TEXT EXTRACT:
# Is this a Linear subspace?

LCSphysicist
W = {f(t) | f(0) = 2f(1)}
The answer say yes, but i don't know how to prove the neutral element.

Mentor
2022 Award
W = {f(t) | f(0) = 2f(1)}
The answer say yes, but i don't know how to prove the neutral element.
What would be the zero?

LCSphysicist
What would be the zero?
i have no idea :|, the answer is literally "yes", just it.

You mention the word subspace. Of what vector space is this a subspace? What is the zero in the larger vector space? Can you conclude something about the zero of the subspace as well?

Mentor
2022 Award
i have no idea :|, the answer is literally "yes", just it.
What does ##f(t)## stand for? A certain number at a point ##t##, or what does it mean?

What does ##f(t)## stand for? A certain number at a point ##t##, or what does it mean?

My guess is that it is the usual abuse of notation.

Mentor
2022 Award
My guess is that it is the usual abuse of notation.
I know. I just want to get the OP think about it. The question is trivial once it is understood, so it is all about understanding, not answering.

• member 587159
LCSphysicist
Oh i forgot, subspace of the P(R) space of the real polynomials. You know:
The conjunt of reals Polynomials n deegre or smaller more the nule polynomial.
Yes, indeed is a trivial question, actually it's in a book introductory to linear algebra, but i still don't understand how to prove this item.

Mentor
2022 Award
Oh i forgot, subspace of the P(R) space of the real polynomials. You know:
The conjunt of reals Polynomials n deegre or smaller more the nule polynomial.
Yes, indeed is a trivial question, actually it's in a book introductory to linear algebra, but i still don't understand how to prove this item.
In order to prove this property, you only have to show that zero is in that space. Now what is zero in this context?

Another property is to show that if ##f(t) \in W## and ##\lambda \in \mathbb{R}##, then ##\lambda \cdot f(t)## must be in ##W##. If you had shown this, then what if ##\lambda =0##?

Staff Emeritus
Homework Helper
The conjunt of reals Polynomials n deegre or smaller more the nule polynomial.
What's a conjunt? What does nule mean? I'm trying to figure out what that sentence was intended to mean.

Data listing:
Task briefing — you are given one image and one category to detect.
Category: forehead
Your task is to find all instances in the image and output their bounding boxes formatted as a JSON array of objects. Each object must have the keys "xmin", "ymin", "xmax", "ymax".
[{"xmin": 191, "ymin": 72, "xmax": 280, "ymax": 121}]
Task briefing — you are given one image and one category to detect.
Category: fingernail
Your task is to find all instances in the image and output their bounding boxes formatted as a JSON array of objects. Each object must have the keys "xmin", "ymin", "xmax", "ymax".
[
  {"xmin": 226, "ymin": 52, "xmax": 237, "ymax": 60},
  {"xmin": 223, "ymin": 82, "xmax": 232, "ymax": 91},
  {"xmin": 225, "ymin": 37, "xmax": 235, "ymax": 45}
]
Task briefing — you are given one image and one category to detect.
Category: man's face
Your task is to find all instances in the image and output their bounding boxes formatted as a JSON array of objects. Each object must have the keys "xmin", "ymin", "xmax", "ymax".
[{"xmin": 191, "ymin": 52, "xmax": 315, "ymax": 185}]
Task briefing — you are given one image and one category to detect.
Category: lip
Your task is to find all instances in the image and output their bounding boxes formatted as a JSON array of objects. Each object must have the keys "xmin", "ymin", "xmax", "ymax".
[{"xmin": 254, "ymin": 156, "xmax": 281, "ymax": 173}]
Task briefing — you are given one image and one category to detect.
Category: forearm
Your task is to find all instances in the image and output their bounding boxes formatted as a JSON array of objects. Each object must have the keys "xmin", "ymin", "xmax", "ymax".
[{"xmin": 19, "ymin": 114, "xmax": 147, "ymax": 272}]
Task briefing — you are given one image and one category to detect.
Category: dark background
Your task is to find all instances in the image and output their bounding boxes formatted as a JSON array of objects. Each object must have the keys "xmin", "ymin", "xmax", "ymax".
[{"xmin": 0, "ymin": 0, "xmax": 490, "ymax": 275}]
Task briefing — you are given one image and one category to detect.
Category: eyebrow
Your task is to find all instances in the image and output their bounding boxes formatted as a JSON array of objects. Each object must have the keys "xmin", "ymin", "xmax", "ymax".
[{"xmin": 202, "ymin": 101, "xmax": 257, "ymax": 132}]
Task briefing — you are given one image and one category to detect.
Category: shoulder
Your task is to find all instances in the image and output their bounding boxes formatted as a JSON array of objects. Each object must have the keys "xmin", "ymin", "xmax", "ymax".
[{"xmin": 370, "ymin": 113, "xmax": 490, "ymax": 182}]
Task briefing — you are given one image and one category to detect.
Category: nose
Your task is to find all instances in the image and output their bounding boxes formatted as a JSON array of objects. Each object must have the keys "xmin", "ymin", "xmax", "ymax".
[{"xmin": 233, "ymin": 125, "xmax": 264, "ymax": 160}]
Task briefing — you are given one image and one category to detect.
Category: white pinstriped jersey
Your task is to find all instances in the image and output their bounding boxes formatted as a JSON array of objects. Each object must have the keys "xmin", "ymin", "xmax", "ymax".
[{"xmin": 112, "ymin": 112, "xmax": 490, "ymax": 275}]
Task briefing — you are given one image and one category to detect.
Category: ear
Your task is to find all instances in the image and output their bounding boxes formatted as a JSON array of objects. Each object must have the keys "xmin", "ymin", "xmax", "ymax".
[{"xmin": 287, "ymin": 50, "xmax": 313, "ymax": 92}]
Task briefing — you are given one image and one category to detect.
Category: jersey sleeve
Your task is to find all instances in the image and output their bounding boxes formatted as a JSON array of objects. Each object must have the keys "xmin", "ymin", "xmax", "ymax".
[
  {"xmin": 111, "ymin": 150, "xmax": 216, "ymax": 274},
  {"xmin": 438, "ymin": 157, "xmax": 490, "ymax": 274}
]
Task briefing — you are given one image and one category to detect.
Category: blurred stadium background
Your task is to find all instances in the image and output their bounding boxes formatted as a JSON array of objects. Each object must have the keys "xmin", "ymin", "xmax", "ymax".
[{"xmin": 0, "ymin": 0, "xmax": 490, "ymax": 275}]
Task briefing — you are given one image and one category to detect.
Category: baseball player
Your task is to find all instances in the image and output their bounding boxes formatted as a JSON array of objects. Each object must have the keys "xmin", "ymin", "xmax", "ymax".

REQUESTS:
- 1) Reproduce the passage of the subspace thread from "Another property is" to "if ##\lambda =0##?".
- 2) Answer these questions from the subspace thread:
(a) Of which space does LCSphysicist say W is a subspace?
(b) What kind of book does LCSphysicist say the question comes from?
(c) According to the Mentor, what is the only thing to show in order to prove the property?

RESPONSES PER TASK:
- 1)
Another property is to show that if ##f(t) \in W## and ##\lambda \in \mathbb{R}##, then ##\lambda \cdot f(t)## must be in ##W##. If you had shown this, then what if ##\lambda =0##?

- 2)
(a) The P(R) space of the real polynomials.
(b) An introductory book on linear algebra.
(c) That zero is in that space.